*** DATENSÄTZE

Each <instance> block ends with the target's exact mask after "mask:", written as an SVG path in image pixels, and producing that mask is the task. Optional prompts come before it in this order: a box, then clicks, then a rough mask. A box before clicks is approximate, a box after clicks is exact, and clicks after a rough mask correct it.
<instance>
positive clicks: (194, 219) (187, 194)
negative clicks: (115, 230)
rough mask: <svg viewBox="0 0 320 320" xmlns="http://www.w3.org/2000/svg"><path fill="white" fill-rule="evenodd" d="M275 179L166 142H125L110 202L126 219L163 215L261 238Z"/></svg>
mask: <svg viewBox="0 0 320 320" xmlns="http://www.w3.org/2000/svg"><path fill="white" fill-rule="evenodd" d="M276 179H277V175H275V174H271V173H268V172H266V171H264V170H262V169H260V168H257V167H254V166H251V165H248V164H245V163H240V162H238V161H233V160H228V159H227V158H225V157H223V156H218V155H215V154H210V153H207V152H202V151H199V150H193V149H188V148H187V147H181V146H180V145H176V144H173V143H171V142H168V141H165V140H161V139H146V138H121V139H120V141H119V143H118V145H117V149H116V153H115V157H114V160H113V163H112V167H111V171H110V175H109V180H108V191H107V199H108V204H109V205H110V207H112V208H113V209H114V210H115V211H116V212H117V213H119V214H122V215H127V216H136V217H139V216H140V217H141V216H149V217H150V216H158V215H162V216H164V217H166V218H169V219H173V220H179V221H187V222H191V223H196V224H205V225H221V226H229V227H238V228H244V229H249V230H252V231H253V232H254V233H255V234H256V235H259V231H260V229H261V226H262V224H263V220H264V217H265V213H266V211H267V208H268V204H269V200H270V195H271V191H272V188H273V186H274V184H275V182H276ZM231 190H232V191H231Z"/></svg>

******

▶ _AUFGABE_
Gib die Daten oben Zeile für Zeile unverändert aus.

▶ _DEINE ANTWORT_
Each <instance> block ends with the target's exact mask after "mask:", written as an SVG path in image pixels, and producing that mask is the task. Optional prompts come before it in this order: a box, then clicks, then a rough mask. A box before clicks is approximate, a box after clicks is exact, and clicks after a rough mask correct it.
<instance>
positive clicks: (194, 219) (187, 194)
negative clicks: (115, 230)
rough mask: <svg viewBox="0 0 320 320" xmlns="http://www.w3.org/2000/svg"><path fill="white" fill-rule="evenodd" d="M275 179L166 142H125L110 202L126 219L163 215L261 238Z"/></svg>
mask: <svg viewBox="0 0 320 320" xmlns="http://www.w3.org/2000/svg"><path fill="white" fill-rule="evenodd" d="M276 179H277V175H275V174H271V173H268V172H266V171H264V170H262V169H260V168H257V167H254V166H251V165H248V164H245V163H240V162H238V161H233V160H228V159H227V158H225V157H223V156H218V155H215V154H210V153H207V152H202V151H199V150H193V149H188V148H187V147H181V146H180V145H176V144H173V143H171V142H168V141H165V140H161V139H146V138H121V139H120V141H119V143H118V145H117V149H116V153H115V157H114V160H113V163H112V167H111V171H110V175H109V180H108V191H107V199H108V204H109V205H110V207H112V208H113V209H114V210H115V211H116V212H117V213H119V214H122V215H127V216H136V217H139V216H140V217H141V216H149V217H150V216H158V215H162V216H164V217H166V218H169V219H173V220H179V221H187V222H191V223H196V224H205V225H221V226H229V227H238V228H244V229H249V230H252V231H253V232H254V233H255V234H256V235H259V231H260V229H261V226H262V224H263V220H264V217H265V213H266V211H267V208H268V204H269V200H270V195H271V191H272V188H273V186H274V184H275V182H276ZM231 190H232V191H231Z"/></svg>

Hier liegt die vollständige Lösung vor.